• PASSAGE GIVEN:
*-*-*

Investment Strategy: Active vs. Passive Investing
In selecting the best investment strategy number of factors will be taken into consideration. One of the critical factors that will be taken into consideration is the knowledge of the investor about the market performance. This is because without the knowledge about performance of the market then some strategies may not be relevant to the investor. The other factor needed to be considered is the need for liquidity of the investor (Lundin, 2004).
In consideration of the state of these investors, the investment strategy adopted will be either passive or active. Active strategy involves picking up undervalued investments with the hope that the market will change in value so that you can sell them to make a profit. Passive strategy is a buy and hold approach where the investor buys the stock sand hold them for a longer period with annual returns as the benefits that the investor benefits( Sharpe, 1970). In consideration of these facts, I will advise the investor to take passive investment but the investment initially should be made on companies that have good reputation. There are many factors that make passive investment the best for this company. Passive investment does not require regular professional input in determining the earnings that will be accrued from the investment (Fisher & Jordan, 2006).
Passive management strategies provide investors with a broadly diversified way to participate in the stock and bond market. Second, investment can be done at less cost – lower brokerage and management costs – because stocks in index funds are not actively traded. Passive implies that they are virtually unmanaged their performance will mirror the moods and swings of the stock and bond market (Fisher & Jordan, 2006).
The alternatives of investment strategies and risks
In choosing the best alternative to invest by Beatrix risk is the most important aspect to choose. In this case, passive method of management of bonds and equities has less risk as active because the strategy of buying undervalued bonds and stocks with the hope of the market catching up will be very risky especially this moment of economic crisis where everything including investments is having a downward trend. However in reducing the risk in passive investment strategy the portfolio needs to be immunized i.e. the duration of the portfolio should be made equal to investment who horizon. However the portfolio will be immunized against interest rate changes only if the yield curve is flat and any changes in the yield curve are parallel changes (Harrington, 1987). Recall that duration is a measure of price volatility for parallel shifts in the yield curve. If a change in interest rates does not correspond to this shape-preserving shift, matching the duration to the investment horizon will not ensure immunization; that is, the target yield will no longer be the minimum realized yield for the portfolio (Gapenski & Brigham, 1994).
The effectiveness of immunization strategies based on duration clearly demonstrates that immunization does not work perfectly in the real world. In the first study of immunization, Fisher and Weil found that the duration based immunization strategy would have come closer to the target yield or exceeded it more often than a strategy based on matching the maturity of the portfolio to the investment horizon even after considering transaction costs (Fisher & Jordan, 2006).

*-*-*

• GIVEN DATA:
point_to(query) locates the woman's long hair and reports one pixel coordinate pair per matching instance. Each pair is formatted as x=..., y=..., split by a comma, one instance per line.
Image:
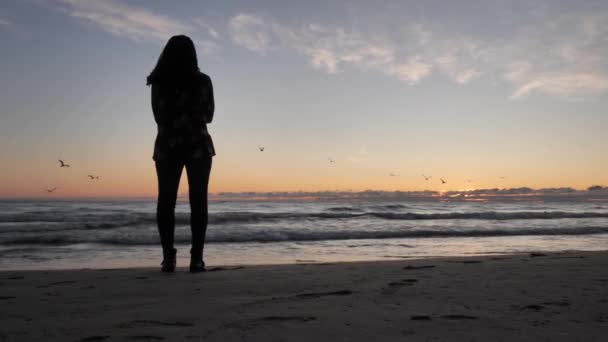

*-*-*

• PROBLEMS TO WORK ON:
a. Please answer these questions using the investing essay, one answer per line, marked the same way:
(i) What is named as one of the critical factors in selecting an investment strategy?
(ii) Why can passive investment be done at lower brokerage and management costs?
(iii) Who carried out the first study of immunization?
b. List every distinct source cited in parentheses in the investing essay, each with its year.
The data above are separate from the investing essay.

• SOLUTIONS PER TASK:
a.
(i) The investor's knowledge about the market performance.
(ii) Because stocks in index funds are not actively traded.
(iii) Fisher and Weil.

b.
Lundin, 2004
Sharpe, 1970
Fisher & Jordan, 2006
Harrington, 1987
Gapenski & Brigham, 1994